Reproduce the part of the social networking text starting at "Sideways related to" and ending at "by James O’Sullivan..", word for word.

== Reading text

I would share the Integrity under Culture. Our hypercapitalist society gives unfair advantage to those wielding their vices. It is a distrust-first society. The task of fostering healthy social networking environments, in combined social and technological approaches, should be to forge and sustain safe online spaces where there are increased levels of trust between people, and there’s emphasis on people’s virtues, including the the trust in their integrity. SX for this purpose is based on intrinsic values of Humanity and Freedom for this purpose.
Regarding the corrosion and crumbling of the open internet, Social coding commons is based on the notion that if the technology base and ecosystem must be commons based to avoid that. The problem with “open internet”, same as with “open source”, is that it is also open to the bad actors.
Sideways related to “corrosion”, I do make a clear distinction between “social networking” and “social media”, where the latter is a subset of the first and refers to the typical broadcast media or mass social media we have today (also on the fediverse, first generation). If it is up to me we’ll enter a new generation of social networking soon, where there is a much more modest role for broadcast channels that fit more naturally to people’s everyday’s life. Today there was a nice article discussed on HN that aligns to my thoughts here..
Quoting from the article, which was written by James O’Sullivan..
Architectures Of Intention
The successor to mass social media is, as already noted, emerging not as a single platform, but as a scattering of alleyways, salons, encrypted lounges and federated town squares — those little gardens.
Maybe today’s major social media platforms will find new ways to hold the gaze of the masses, or maybe they will continue to decline in relevance, lingering like derelict shopping centers or a dying online game, haunted by bots and the echo of once‑human chatter. Occasionally we may wander back, out of habit or nostalgia, or to converse once more as a crowd, among the ruins. But as social media collapses on itself, the future points to a quieter, more fractured, more human web, something that no longer promises to be everything, everywhere, for everyone.

====
== Data extracts

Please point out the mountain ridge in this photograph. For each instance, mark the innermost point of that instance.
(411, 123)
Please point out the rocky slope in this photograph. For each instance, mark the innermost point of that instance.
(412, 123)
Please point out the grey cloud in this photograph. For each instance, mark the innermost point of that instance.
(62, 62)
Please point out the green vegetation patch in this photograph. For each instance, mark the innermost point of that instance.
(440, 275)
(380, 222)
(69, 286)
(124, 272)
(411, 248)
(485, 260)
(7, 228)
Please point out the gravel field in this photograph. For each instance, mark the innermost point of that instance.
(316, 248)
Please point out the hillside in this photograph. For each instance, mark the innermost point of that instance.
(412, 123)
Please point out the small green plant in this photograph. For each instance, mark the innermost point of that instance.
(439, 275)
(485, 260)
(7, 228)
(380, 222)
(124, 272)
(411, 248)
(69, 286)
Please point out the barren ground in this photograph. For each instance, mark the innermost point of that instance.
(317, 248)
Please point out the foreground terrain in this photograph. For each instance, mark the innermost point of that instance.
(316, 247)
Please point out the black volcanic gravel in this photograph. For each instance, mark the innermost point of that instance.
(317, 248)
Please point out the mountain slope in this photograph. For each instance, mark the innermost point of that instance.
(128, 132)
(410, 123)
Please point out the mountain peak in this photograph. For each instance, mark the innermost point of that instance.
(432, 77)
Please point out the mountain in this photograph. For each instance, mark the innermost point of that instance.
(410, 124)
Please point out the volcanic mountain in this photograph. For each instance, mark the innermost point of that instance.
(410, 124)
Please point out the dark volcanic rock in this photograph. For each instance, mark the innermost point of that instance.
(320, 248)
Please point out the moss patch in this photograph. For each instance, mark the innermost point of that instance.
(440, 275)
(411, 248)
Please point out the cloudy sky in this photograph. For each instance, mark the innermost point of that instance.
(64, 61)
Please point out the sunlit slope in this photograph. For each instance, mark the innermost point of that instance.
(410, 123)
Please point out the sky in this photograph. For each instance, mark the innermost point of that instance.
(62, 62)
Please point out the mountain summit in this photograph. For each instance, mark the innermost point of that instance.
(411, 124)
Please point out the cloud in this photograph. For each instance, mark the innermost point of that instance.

====
== Data extracts

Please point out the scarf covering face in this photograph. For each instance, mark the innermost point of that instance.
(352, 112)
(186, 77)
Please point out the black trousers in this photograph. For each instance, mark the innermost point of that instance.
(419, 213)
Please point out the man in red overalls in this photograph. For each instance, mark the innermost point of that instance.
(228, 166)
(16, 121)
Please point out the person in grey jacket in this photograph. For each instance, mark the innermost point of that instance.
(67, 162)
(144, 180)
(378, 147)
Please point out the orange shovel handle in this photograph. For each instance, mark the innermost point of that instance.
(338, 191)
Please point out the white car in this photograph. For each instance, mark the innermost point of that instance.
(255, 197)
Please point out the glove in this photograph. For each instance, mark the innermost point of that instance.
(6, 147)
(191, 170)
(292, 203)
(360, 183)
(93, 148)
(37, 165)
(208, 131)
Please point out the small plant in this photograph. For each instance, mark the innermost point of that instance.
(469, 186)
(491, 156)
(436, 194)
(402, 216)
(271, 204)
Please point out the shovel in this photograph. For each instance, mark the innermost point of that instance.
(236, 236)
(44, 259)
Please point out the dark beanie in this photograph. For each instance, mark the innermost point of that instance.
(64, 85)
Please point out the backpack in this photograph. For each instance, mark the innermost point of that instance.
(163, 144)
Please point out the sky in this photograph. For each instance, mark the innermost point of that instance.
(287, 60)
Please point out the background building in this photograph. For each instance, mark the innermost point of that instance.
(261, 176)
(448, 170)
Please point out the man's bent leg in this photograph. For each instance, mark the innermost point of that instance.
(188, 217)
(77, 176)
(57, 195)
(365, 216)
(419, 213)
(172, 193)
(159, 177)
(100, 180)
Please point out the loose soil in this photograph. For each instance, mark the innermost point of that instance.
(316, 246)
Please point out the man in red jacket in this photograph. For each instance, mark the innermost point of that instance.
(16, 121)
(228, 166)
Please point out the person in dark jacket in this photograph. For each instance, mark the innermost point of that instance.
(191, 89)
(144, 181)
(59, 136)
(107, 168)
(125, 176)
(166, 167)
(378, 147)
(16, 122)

====

§ **The answer**:
Sideways related to “corrosion”, I do make a clear distinction between “social networking” and “social media”, where the latter is a subset of the first and refers to the typical broadcast media or mass social media we have today (also on the fediverse, first generation). If it is up to me we’ll enter a new generation of social networking soon, where there is a much more modest role for broadcast channels that fit more naturally to people’s everyday’s life. Today there was a nice article discussed on HN that aligns to my thoughts here..
Quoting from the article, which was written by James O’Sullivan..